TASK OBJECTIVE:
Which lines in the records below contain the word "deal", with case counting? Pick out every such line.

——

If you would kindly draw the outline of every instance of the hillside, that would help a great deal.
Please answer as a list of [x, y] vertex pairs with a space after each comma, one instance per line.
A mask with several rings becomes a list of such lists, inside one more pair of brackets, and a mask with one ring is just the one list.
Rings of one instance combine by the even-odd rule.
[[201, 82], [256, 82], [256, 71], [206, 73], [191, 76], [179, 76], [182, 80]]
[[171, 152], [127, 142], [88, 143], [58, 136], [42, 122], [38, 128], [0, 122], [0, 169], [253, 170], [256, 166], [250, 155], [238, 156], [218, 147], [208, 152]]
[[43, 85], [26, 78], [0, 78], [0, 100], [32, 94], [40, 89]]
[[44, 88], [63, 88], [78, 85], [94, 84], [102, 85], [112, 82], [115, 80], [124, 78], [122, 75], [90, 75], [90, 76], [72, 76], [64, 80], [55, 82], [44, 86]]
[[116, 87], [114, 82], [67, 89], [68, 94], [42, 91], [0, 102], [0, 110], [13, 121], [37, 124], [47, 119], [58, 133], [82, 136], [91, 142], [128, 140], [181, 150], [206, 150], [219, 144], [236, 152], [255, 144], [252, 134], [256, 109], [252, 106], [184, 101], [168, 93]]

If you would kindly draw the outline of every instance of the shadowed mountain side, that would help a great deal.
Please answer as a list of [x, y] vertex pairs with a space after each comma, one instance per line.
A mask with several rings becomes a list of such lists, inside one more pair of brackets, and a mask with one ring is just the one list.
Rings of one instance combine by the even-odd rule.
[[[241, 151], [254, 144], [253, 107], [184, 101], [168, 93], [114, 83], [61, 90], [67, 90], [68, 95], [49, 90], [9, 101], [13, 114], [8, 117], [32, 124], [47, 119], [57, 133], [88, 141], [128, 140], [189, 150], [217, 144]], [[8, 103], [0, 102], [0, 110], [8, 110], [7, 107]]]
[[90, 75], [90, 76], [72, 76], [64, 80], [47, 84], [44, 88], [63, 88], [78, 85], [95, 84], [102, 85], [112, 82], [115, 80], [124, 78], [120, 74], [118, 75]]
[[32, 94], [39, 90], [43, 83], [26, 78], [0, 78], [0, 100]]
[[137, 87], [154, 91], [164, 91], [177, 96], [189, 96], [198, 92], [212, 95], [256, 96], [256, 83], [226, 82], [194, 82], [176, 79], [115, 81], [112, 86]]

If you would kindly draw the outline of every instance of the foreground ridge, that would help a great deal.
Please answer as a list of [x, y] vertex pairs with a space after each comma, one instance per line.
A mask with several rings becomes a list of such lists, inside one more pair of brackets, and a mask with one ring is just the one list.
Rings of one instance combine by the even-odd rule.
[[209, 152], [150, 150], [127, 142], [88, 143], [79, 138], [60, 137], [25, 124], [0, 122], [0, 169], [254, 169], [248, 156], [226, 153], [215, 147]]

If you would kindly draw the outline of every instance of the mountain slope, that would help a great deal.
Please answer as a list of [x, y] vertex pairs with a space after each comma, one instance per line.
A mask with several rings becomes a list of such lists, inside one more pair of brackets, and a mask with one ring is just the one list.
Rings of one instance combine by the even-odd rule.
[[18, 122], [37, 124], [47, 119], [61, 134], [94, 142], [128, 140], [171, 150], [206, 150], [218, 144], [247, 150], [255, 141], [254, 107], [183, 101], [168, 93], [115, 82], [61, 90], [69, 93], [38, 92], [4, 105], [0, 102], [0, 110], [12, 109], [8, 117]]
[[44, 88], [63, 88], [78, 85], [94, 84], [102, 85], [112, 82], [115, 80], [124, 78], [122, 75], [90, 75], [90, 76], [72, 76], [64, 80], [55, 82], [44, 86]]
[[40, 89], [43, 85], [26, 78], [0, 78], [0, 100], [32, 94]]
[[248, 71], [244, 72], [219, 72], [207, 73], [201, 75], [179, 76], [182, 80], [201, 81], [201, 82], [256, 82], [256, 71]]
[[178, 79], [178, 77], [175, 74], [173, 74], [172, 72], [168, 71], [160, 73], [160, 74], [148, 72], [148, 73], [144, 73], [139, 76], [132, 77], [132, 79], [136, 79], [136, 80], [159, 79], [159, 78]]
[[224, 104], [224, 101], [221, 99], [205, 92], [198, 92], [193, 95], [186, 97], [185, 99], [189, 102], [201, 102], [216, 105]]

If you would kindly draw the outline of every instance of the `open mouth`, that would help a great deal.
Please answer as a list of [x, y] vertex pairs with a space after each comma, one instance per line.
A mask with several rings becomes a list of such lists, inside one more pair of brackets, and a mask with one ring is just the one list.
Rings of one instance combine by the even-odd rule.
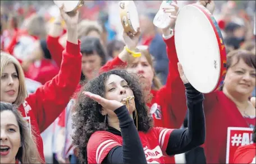
[[10, 148], [1, 148], [0, 152], [7, 152], [10, 150]]
[[132, 100], [132, 99], [134, 99], [134, 96], [128, 96], [128, 97], [126, 97], [126, 98], [123, 99], [121, 101], [121, 102], [122, 102], [122, 103], [125, 102], [125, 103], [126, 103], [126, 102], [128, 102], [128, 101], [130, 101], [130, 100]]

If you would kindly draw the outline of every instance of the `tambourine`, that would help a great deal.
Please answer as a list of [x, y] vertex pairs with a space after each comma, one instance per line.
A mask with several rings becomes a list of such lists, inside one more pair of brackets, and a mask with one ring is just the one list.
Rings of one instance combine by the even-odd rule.
[[121, 22], [124, 31], [128, 35], [134, 35], [140, 27], [137, 8], [133, 1], [122, 1], [119, 2]]
[[[163, 1], [160, 6], [160, 8], [153, 21], [153, 23], [156, 27], [162, 29], [167, 28], [168, 26], [169, 26], [171, 21], [171, 18], [169, 17], [171, 14], [164, 13], [163, 8], [170, 6], [170, 4], [173, 2], [177, 4], [177, 1]], [[174, 7], [173, 7], [173, 10], [174, 11], [175, 10]]]
[[76, 11], [84, 3], [84, 1], [53, 1], [53, 2], [59, 8], [64, 5], [63, 10], [66, 12]]
[[213, 16], [200, 4], [185, 6], [177, 16], [175, 32], [177, 57], [189, 82], [202, 93], [218, 90], [226, 71], [226, 54]]

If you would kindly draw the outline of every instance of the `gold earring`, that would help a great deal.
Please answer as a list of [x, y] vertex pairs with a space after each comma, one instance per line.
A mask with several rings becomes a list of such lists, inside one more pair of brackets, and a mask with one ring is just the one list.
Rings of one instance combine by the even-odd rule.
[[135, 110], [134, 110], [134, 111], [135, 113], [134, 114], [134, 120], [136, 118], [136, 128], [137, 129], [137, 130], [138, 130], [138, 113], [137, 113], [137, 109], [136, 109], [136, 107], [135, 107]]
[[105, 118], [104, 119], [104, 124], [106, 124], [107, 121], [107, 115], [105, 115]]

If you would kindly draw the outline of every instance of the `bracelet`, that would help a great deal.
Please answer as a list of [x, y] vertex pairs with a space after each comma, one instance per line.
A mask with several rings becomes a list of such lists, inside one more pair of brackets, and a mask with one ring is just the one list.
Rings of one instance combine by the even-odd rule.
[[126, 50], [126, 51], [127, 51], [129, 53], [131, 54], [132, 55], [132, 57], [134, 57], [134, 58], [140, 57], [141, 55], [141, 53], [136, 53], [135, 51], [132, 51], [129, 50], [129, 49], [126, 46], [125, 46], [125, 49]]

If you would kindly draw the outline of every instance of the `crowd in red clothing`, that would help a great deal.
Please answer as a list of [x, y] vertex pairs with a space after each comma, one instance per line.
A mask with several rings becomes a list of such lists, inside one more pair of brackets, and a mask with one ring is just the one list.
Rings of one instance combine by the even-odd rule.
[[[214, 5], [213, 1], [210, 1], [208, 4], [205, 3], [208, 1], [198, 1], [208, 9], [212, 8], [207, 5]], [[255, 99], [252, 99], [252, 102], [254, 101], [254, 105], [250, 100], [253, 94], [255, 96], [253, 92], [256, 86], [255, 38], [255, 34], [253, 34], [253, 21], [248, 15], [242, 12], [237, 15], [230, 14], [236, 11], [235, 3], [232, 2], [229, 2], [223, 7], [225, 13], [218, 21], [225, 36], [227, 50], [227, 69], [224, 85], [221, 90], [204, 95], [206, 138], [203, 144], [191, 151], [186, 151], [187, 163], [224, 163], [227, 161], [229, 163], [251, 163], [255, 161], [256, 134], [255, 130], [253, 131], [255, 125]], [[171, 6], [175, 8], [172, 14], [176, 16], [178, 5]], [[19, 26], [18, 18], [15, 16], [8, 18], [10, 24], [7, 28], [2, 23], [4, 20], [1, 15], [1, 101], [15, 105], [29, 123], [40, 154], [36, 162], [45, 161], [40, 134], [52, 124], [58, 127], [54, 132], [56, 148], [53, 150], [53, 162], [79, 163], [87, 160], [84, 156], [78, 155], [82, 149], [72, 142], [71, 137], [71, 134], [75, 133], [76, 135], [80, 130], [72, 128], [72, 116], [79, 109], [76, 104], [81, 102], [77, 98], [78, 93], [86, 88], [86, 83], [99, 74], [115, 69], [125, 69], [139, 77], [138, 80], [141, 84], [148, 113], [154, 120], [154, 126], [163, 128], [157, 131], [160, 134], [158, 135], [164, 134], [167, 135], [163, 135], [163, 138], [169, 138], [173, 129], [184, 129], [188, 107], [184, 93], [186, 91], [185, 83], [181, 78], [182, 67], [179, 64], [177, 66], [175, 32], [171, 30], [174, 29], [175, 19], [172, 19], [168, 28], [157, 32], [147, 31], [145, 34], [146, 31], [140, 29], [132, 38], [124, 33], [124, 41], [108, 41], [107, 31], [104, 25], [94, 21], [79, 21], [78, 15], [77, 11], [71, 16], [61, 9], [60, 16], [56, 16], [53, 22], [46, 23], [43, 17], [32, 12], [24, 21], [23, 28]], [[150, 18], [148, 19], [150, 20]], [[153, 22], [151, 24], [153, 25]], [[150, 36], [149, 33], [154, 34]], [[159, 34], [165, 43], [168, 59], [168, 75], [164, 85], [156, 73], [156, 59], [152, 57], [156, 55], [150, 54], [149, 48], [153, 38]], [[130, 50], [140, 52], [141, 57], [133, 58], [124, 48], [125, 45]], [[28, 95], [26, 78], [42, 85]], [[1, 118], [2, 114], [1, 110]], [[2, 153], [2, 149], [8, 146], [10, 135], [2, 133], [3, 124], [1, 120], [1, 161], [4, 160], [3, 161], [7, 163], [12, 163], [13, 159], [16, 163], [32, 161], [29, 159], [26, 161], [22, 156], [18, 158], [12, 148], [9, 153], [14, 158], [10, 160], [9, 155]], [[83, 133], [85, 127], [81, 129], [81, 134], [85, 133]], [[75, 129], [76, 130], [74, 132]], [[237, 146], [232, 146], [232, 137], [235, 135], [228, 138], [232, 133], [241, 135], [244, 140], [246, 139], [245, 134], [248, 133], [249, 140]], [[254, 138], [250, 136], [254, 136]], [[11, 142], [12, 139], [10, 140]], [[111, 142], [108, 142], [107, 139], [99, 140], [102, 141], [102, 145], [98, 148], [110, 146]], [[22, 142], [18, 147], [17, 154], [20, 149], [27, 150]], [[164, 144], [165, 150], [167, 143], [164, 142]], [[102, 153], [106, 159], [100, 158], [101, 162], [109, 163], [107, 154], [112, 152], [113, 147], [111, 148], [108, 152], [103, 151], [102, 148]], [[90, 149], [94, 149], [97, 148], [91, 147]], [[195, 149], [198, 151], [193, 151]], [[164, 156], [163, 154], [159, 158], [156, 156], [156, 161], [158, 158], [161, 161], [164, 159], [166, 163], [175, 163], [174, 156], [163, 153]], [[90, 154], [87, 152], [89, 156], [85, 157], [89, 159], [91, 158]], [[97, 156], [93, 158], [97, 158]]]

——

TASK OUTPUT:
If you would kindly draw the outline of every instance of the hillside, that would help a great deal.
If you would kindly draw the outline of every instance of the shadowed mountain side, that would help a great deal.
If you would kindly draw the outline of every instance of the foreground ridge, that would help a great deal.
If you would kindly draw the outline of every instance of the mountain slope, that would help a great deal.
If you would kindly draw the outline of every instance of the `open mouth`, that would help a great deal.
If you would kindly draw the outline of every instance of the `tambourine`, that would help a great deal.
If you would kindly draw the outline of every instance of the `gold earring`, that would help a great deal.
If you would kindly draw the outline of every instance of the `bracelet`, that would help a great deal.
If you would kindly draw the outline of every instance of the `crowd in red clothing`, that would help a great deal.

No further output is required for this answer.